La iconografía tradicional del Sagrado Corazón suscita a veces cierta crítica o ironía. La clásica, que se remonta a Pompeo Batoni, pintor de Lucca del siglo XVIII, resulta hostil al hombre corriente de hoy. El esfuerzo por crear símbolos más elocuentes es, pues, encomiable. Sin embargo, debemos observar que, con mucha superficialidad, la crítica a los símbolos ha sido extendida por algunos al culto y la devoción a los que los símbolos hacen referencia. Ahora bien, ese culto y esa devoción se sustentan en una teología arraigada en el sólido suelo de la Escritura y en una praxis tradicional mucho más antigua que la experiencia de Santa Margarita María Alacoque, a la que solemos referirnos. Los símbolos son discutibles. Pero no la vida afectiva, mental, moral, la totalidad de los sentimientos humanos asumidos por el Hijo de Dios, esa humanidad del Señor que es mediación fundamental de la redención: «puro evangelio, invitación a la fiesta, promulgación de la misericordia»[15]. Su Corazón, «símbolo sensible del amor de Dios encarnado en Jesucristo»[16].

## Datos extraídos
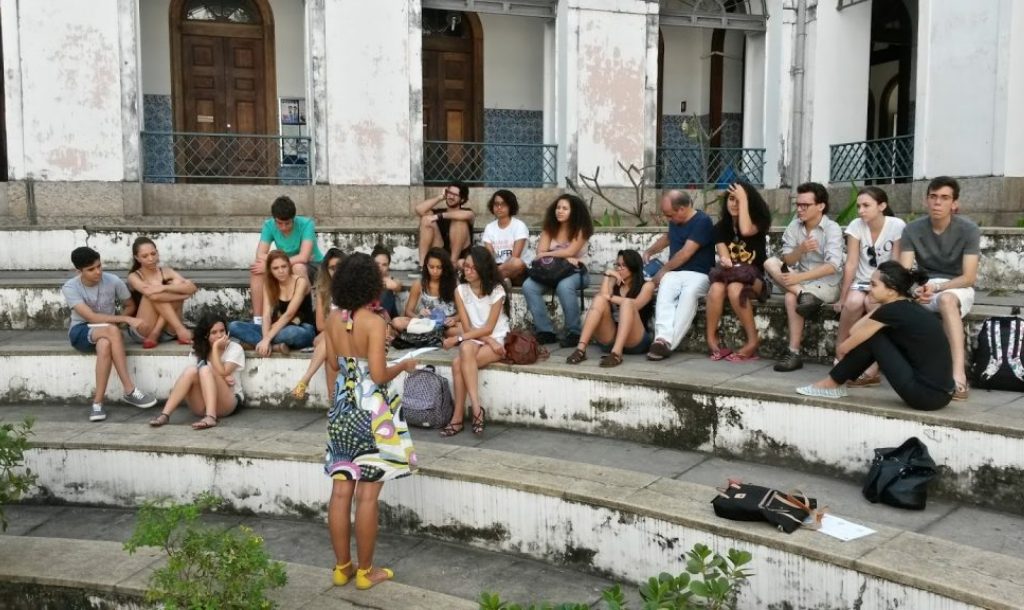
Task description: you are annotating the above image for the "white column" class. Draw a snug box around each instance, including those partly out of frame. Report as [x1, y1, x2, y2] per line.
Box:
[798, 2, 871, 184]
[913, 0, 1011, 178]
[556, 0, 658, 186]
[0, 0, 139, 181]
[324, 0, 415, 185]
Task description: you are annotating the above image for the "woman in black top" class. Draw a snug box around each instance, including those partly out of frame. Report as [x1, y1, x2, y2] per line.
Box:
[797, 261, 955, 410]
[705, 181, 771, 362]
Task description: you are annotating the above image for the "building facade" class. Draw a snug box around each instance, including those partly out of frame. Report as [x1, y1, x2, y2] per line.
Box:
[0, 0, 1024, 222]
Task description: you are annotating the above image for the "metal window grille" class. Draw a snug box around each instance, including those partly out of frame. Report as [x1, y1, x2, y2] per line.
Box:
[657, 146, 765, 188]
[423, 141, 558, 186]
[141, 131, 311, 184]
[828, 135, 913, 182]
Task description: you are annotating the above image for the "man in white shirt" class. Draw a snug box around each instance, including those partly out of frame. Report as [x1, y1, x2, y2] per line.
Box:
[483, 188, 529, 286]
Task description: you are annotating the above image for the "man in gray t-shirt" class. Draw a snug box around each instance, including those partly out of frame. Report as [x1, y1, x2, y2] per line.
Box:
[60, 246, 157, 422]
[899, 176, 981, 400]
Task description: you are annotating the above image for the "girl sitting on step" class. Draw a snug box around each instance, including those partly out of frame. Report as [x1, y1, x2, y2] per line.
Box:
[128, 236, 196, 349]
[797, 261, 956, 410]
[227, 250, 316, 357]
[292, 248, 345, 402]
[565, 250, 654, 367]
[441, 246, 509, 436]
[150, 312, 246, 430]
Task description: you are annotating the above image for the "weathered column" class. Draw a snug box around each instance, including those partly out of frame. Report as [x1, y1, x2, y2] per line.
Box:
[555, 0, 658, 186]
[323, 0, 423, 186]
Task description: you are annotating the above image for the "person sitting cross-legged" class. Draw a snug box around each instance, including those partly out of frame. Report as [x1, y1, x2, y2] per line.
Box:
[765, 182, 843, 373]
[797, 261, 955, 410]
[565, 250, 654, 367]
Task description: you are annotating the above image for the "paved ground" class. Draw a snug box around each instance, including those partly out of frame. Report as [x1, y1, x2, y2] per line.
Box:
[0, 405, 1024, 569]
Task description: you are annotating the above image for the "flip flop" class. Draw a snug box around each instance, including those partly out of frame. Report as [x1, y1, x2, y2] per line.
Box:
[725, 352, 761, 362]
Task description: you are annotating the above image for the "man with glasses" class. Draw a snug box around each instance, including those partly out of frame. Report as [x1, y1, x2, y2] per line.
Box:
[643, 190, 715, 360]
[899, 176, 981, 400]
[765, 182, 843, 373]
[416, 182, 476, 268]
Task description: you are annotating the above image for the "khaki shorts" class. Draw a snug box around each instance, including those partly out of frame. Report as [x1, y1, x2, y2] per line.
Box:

## Tarea breve 1
Según el texto sobre el culto al Sagrado Corazón, ¿a qué pintor se remonta su iconografía clásica?
## Tarea breve 2
Escribe la continuación del texto sobre el culto al Sagrado Corazón a partir de su última oración.

## Resultado del ejercicio 1
A Pompeo Batoni, pintor de Lucca del siglo XVIII.

## Resultado del ejercicio 2
La reparación

Un manual devocional, antaño muy popular, describe la reparación en los siguientes términos: «Así como Jesús fue una víctima reparadora, porque a toda forma de rebelión del hombre contra la voluntad divina opuso una especial sujeción a la misma, así la verdadera reparación debe consistir en unirnos al Corazón de Jesús sometiéndonos en todo a la voluntad divina. La víctima reparadora cuanto más somete su mente, su voluntad, su corazón, sus sentidos a la voluntad divina, como hizo Jesús, tanto más en todas estas formas el hombre se ha rebelado y se rebela contra Dios». Reparar, por tanto, no significa limitarse a deplorar las faltas cometidas, lo que podría caer en un «sentimentalismo fatuo». Significa, sobre todo, obligarse generosamente a cumplir la voluntad de Dios que los hombres del mundo desprecian[17].

En su sencillez, el texto citado es ejemplar para mostrar el fundamento del concepto de reparación y el ejercicio devocional que lo pone en práctica. La forma de devoción al Sagrado Corazón, que en los últimos siglos se ha impuesto en toda la Iglesia, tiene su origen y su autoridad en la experiencia de Paray-le-Monial que tuvo lugar en el umbral de la modernidad, del «tiempo de la gran defección de Dios», de la «apostasía universal de los corazones»[18]. Puesto que la sociedad se ha olvidado de Cristo y de su sacrificio de amor, es necesario que sus fieles discípulos reparen tal ingratitud, uniéndose con la oración y con su vida entera a la ofrenda que el Señor hizo de sí mismo en la cruz, hasta el punto de hacerse traspasar el Corazón, por su amor a la humanidad. Situado ante el Señor crucificado y considerando la ingratitud humana, el discípulo siente, al mismo tiempo, compasión por el Maestro y la voluntad o el deseo de sustituirse a sí mismo por aquellos que han olvidado el valor y los motivos del sacrificio de la cruz.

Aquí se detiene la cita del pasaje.